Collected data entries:
**********
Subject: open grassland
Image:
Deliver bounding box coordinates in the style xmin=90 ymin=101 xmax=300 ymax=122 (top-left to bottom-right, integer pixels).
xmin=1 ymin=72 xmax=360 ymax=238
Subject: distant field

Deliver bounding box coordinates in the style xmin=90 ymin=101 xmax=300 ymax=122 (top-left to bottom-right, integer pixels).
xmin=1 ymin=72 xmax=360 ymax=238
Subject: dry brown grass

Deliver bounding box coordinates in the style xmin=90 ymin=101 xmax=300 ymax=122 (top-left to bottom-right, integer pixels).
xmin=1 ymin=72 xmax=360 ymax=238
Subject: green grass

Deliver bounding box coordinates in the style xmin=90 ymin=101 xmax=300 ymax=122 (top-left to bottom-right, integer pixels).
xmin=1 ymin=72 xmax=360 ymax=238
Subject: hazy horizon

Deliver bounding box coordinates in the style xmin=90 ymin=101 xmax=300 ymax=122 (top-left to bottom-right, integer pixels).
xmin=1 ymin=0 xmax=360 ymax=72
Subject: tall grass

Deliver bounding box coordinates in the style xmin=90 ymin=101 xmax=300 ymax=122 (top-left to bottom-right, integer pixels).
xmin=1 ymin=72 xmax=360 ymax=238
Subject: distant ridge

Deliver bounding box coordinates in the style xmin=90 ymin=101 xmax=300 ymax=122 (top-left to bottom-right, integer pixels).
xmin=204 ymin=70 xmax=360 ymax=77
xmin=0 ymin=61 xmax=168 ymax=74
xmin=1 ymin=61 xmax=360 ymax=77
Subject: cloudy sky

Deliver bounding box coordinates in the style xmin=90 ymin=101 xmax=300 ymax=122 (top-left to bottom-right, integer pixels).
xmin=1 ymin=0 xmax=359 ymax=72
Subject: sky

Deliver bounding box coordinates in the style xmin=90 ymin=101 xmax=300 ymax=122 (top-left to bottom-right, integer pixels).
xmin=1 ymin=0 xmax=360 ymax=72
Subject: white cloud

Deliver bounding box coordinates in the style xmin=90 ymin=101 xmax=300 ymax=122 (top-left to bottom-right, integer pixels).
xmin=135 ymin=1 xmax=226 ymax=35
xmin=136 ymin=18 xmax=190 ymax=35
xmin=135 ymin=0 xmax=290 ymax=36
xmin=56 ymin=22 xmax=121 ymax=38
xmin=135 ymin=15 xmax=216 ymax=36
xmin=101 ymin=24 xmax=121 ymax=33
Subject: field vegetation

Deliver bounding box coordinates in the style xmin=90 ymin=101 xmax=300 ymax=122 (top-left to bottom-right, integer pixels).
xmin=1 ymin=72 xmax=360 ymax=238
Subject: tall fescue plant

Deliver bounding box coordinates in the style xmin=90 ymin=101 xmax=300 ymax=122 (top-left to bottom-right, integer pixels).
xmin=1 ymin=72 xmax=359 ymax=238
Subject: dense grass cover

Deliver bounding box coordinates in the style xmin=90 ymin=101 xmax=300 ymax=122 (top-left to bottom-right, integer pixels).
**********
## Your task
Where a line above holds the word "tall", copy it.

## Response
Subject: tall grass
Subject: tall fescue plant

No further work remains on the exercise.